> **STUDY QUESTIONS**
1. Do these statements agree with the text on styes? For each, answer yes or no and quote the deciding words of the text. (a) A chalazion is typically painful. (b) Internal styes are due to infection of the meibomian gland. (c) A stye that progresses to a systemic infection is common.
2. Could you reproduce the text on styes word for word, from "The cause of" to "at any age."?

> **EXCERPT PROVIDED**
Start of Block
A stye, also known as a hordeolum, is a bacterial infection of an oil gland in the eyelid. This results in a red tender bump at the edge of the eyelid. The outside or the inside of the eyelid can be affected.
The cause of a stye is usually a bacterial infection by Staphylococcus aureus. The internal ones are due to infection of the meibomian gland while the external ones are due to an infection of the gland of Zeis. A chalazion on the other hand is a blocked oil gland without infection. A chalazion is typically in the middle of the eyelid and not painful.
Often a stye will go away without any specific treatment in a few days or weeks. Recommendations to speed improvement include warm compresses. Occasionally antibiotic eye ointment may be recommended. While these measures are often recommended, there is little evidence for use in internal styes. The frequency at which styes occur is unclear, though they may occur at any age.
Stye complications occur in very rare cases. However, the most frequent complication of styes is progression to a chalazion that causes cosmetic deformity, corneal irritation, and often requires surgical removal. Complications may also arise from the improper surgical lancing, and mainly consist of disruption of lash growth, lid deformity or lid fistula. Large styes may interfere with one's vision.
Eyelid cellulitis is another potential complication of eye styes, which is a generalized infection of the eyelid. Progression of a stye to a systemic infection (spreading throughout the body) is extremely rare, and only a few instances of such spread have been recorded
Styes are most commonly caused by the blocking of an oil gland at the base of the eyelash. Styes are experienced by people of all ages. Styes can be triggered by poor nutrition, sleep deprivation, lack of hygiene, lack of water, and rubbing of the eyes. Styes often result from a Staphylococcal infection in the eye, and can be secondary to blepharitis or a deficiency in immunoglobulin. Sharing of washcloths or face towels should be curtailed to avoid spreading the infection between individuals.
End of Block
> **RECORDED DATA**
Start of Block
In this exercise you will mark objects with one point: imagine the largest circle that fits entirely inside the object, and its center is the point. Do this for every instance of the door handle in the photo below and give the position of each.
End of Block
> **RESULTS IN ORDER**
1.
(a) No: "A chalazion is typically in the middle of the eyelid and not painful."
(b) Yes: "The internal ones are due to infection of the meibomian gland"
(c) No: "Progression of a stye to a systemic infection (spreading throughout the body) is extremely rare"

2.
The cause of a stye is usually a bacterial infection by Staphylococcus aureus. The internal ones are due to infection of the meibomian gland while the external ones are due to an infection of the gland of Zeis. A chalazion on the other hand is a blocked oil gland without infection. A chalazion is typically in the middle of the eyelid and not painful.
Often a stye will go away without any specific treatment in a few days or weeks. Recommendations to speed improvement include warm compresses. Occasionally antibiotic eye ointment may be recommended. While these measures are often recommended, there is little evidence for use in internal styes. The frequency at which styes occur is unclear, though they may occur at any age.